YOUR TASKS:
A) In the passage on averages, what does the large Greek S stand for?
B) Rewrite the passage on averages from "There are two" down to "your statistics textbook).", putting "description" in place of "characterization".
C) Carry on the passage on averages from the point where it stops.

The World is an Average

The simple average An average is a concept that all of us are familiar with, and most have computed averages at school or work. An average is a single number which summarizes the a group of numbers. Some standard notation will help us as we expand the definition and uses of averages. Let A be the average of N data values, represented by the x's in the formula on the right. Each x is identified by a subscript, i. To get the common average we add all the N x's and divide by N (or multiply by 1/N, which is the same thing). The large Greek S stands for addition (or summing), and the initial and final values of i, the index, are indicated above and below the large Greek S.
There are two typical reasons for computing an average. First, we may want a characterization of a group, i.e a single number that represents this group. This average would seem like a good way to do this (but there are other parameters, the mode or median, that can be better in some situations, see your statistics textbook).

A very different motivation is to overcome a limitation in the accuracy of a measurement. You might have a piston from a car engine and want to measure the diameter as accurately as possible in order to determine is there has been any wear which would indicate you have to buy new pistons when you rebuild the engine. However, the micrometer you have isn't very good, and when you make a measurement you are never sure you are holding the micrometer perpendicular to the axis of the piston, etc. So, to get a little confidence you measure several times and take the average.

DATA ROWS:
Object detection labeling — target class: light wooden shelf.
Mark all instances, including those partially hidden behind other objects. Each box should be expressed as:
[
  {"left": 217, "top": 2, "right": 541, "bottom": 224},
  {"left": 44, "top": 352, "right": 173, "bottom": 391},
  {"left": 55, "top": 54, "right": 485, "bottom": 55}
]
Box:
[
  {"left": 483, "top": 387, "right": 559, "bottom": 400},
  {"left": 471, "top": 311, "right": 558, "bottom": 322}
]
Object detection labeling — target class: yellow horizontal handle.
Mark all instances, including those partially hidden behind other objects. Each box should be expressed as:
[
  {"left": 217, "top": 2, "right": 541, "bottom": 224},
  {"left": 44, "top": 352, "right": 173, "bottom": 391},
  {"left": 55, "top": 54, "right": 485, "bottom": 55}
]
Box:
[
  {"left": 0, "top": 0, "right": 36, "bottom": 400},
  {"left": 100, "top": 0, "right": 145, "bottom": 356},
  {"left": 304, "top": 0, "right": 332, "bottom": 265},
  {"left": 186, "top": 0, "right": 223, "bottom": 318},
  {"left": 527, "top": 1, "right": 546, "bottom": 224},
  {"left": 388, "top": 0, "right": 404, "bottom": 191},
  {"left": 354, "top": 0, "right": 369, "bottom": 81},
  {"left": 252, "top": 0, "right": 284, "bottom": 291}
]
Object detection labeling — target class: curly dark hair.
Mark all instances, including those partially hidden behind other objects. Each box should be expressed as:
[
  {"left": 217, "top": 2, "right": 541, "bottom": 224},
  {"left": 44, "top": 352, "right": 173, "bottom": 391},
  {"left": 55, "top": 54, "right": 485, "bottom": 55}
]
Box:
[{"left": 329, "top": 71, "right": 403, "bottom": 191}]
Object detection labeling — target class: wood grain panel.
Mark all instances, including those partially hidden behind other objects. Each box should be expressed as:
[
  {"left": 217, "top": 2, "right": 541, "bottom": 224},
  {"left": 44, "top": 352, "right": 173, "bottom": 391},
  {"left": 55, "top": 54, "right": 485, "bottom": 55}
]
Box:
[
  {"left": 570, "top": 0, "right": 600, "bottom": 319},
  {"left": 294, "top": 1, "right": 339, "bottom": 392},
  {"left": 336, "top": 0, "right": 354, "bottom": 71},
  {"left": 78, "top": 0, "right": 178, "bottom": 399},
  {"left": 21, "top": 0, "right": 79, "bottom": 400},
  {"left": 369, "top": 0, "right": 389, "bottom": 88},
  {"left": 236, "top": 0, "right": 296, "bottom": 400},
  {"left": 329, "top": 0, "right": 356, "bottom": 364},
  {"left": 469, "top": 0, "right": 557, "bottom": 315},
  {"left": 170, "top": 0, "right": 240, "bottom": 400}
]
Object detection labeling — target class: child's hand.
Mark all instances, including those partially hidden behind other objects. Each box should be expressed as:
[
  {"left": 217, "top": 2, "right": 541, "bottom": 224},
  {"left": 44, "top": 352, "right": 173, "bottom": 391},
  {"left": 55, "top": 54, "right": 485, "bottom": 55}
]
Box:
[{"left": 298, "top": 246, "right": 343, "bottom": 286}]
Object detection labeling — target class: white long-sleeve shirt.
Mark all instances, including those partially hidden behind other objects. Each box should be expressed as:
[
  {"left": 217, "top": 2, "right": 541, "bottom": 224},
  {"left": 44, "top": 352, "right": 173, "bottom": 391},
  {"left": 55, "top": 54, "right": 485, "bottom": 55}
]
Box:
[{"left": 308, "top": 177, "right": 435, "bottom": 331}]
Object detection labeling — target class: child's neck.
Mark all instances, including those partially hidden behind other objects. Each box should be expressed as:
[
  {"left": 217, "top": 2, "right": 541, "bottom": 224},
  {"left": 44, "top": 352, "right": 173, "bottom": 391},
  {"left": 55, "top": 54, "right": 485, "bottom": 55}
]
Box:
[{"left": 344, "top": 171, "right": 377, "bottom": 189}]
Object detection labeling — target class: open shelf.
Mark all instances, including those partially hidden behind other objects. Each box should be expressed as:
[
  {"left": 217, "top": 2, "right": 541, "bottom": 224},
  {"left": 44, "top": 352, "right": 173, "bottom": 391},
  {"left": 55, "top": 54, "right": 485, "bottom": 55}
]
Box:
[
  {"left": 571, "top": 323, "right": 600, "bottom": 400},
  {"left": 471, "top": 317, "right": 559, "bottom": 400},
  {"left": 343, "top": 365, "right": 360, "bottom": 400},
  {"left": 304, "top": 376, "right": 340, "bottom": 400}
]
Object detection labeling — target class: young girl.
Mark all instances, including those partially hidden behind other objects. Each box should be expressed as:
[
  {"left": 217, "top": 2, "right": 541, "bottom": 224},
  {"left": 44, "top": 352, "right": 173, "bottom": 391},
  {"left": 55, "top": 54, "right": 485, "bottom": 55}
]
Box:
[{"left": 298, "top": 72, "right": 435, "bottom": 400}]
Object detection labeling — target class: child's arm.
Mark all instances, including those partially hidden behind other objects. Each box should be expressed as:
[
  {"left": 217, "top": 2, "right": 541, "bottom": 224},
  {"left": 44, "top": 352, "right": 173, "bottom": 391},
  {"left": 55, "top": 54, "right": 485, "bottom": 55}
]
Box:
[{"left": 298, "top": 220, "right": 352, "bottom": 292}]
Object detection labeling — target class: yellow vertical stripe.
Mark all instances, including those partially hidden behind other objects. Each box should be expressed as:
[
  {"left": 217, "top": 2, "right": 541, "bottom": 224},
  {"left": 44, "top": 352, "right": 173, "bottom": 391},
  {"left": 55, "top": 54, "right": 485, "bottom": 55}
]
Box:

ANSWERS:
A) Addition, or summing.

B)
There are two typical reasons for computing an average. First, we may want a description of a group, i.e a single number that represents this group. This average would seem like a good way to do this (but there are other parameters, the mode or median, that can be better in some situations, see your statistics textbook).

C)
Distributions and weighted averages We are going to take the measurement of the piston diameter quite seriously. First we measure it 283 times, second we graph the distribution of measurements to see what is going on. The diameter is just a little over 4 inches, and we are using a micrometer that measures to the 1/1000 th of an inch. To focus on the variation in measurement, we plot just the number of 1/1000 th of an inch over 4 inches. The result is graphed below.
The simple average for these values is about 12, as indicated by the vertical line in the graph. However, we see that the distribution of measurements is not at all symmetric about this average. The most frequent values are actually in the range of 5-10, and thus you might think that these represent the "true" value. The average of the data is 12 only because there are a small number of very high values.

I certainly don't know what is going on here. Maybe the piston is not round and so you get different values if it's rotated. Maybe I wasn't holding the micrometer perpendicular to the axis of the piston, and occasionally got a high value.

Let's assume for now that the measurements are valid and we want a better way of summarizing them. We then need a different average. The simple average seems lacking both because it doesn't characterize the distribution, and because it is very sensitive to variations in a small number of observations of large values. Let's make the ad hoc proposal that the probability of obtaining a certain value for the measurement is proportional to the logarithm of the value. To see what this proposal changes, I have plotted the same distribution with a log scale horizontal axis (which is the same as plotting the distribution against the log of the value).

Now you see that the distribution is close to being symmetrical. The antilog of the average of the log values is about 6, indicated by the vertical line. This seems to me to be much better characterization for the diameter of the piston. The value of 6 is also the mode, or most common, of the measurements. Maybe this is a "good" average.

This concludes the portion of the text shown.